The editors' note below describes a simple salt crystal in the sentence that begins "Think of a simple salt crystal." List every capability it assigns to that crystal.

## PROVIDED PASSAGE
═══
MANY new and surprising things have come to light during the war.
While the guns thundered in Europe American scientists quietly went
about their work, hatching out many new marvels. One of the most
unique inventions at least from the Experimenter's standpoint is
the wonderful Piezo-electric effect of Rochelle crystals. In these,
a veritable new gold mine has been opened to all experimenters.
What these crystals will all do fairly staggers one's imagination.
Think of a simple salt crystal that will actually talk, that can be
a telephone receiver, and a transmitter combined, that will give as
much as 100 volts when squeezed with two fingers, that will "sing"
when current is supplied to it! And the best part is every one of
us can make his own crystals and perform these experiments without
having to buy this 20th century electrical wonder for as yet it
can't be bought, anyway! We consider ourselves fortunate to present
our readers with a very comprehensive article on the new invention
by its inventor, Mr. A. McL. Nicolson. Many new uses will be found
for the invention and we invite our readers to send us their
experience for the benefit of all. The Editors.
═══
## DATA EXTRACT
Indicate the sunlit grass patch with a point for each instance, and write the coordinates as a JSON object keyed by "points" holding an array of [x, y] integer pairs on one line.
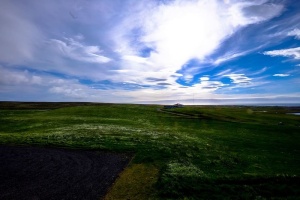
═══
## ANSWER
- It will actually talk.
- It can be a telephone receiver.
- It can be a transmitter, combined with the receiver.
- It will give as much as 100 volts when squeezed with two fingers.
- It will "sing" when current is supplied to it.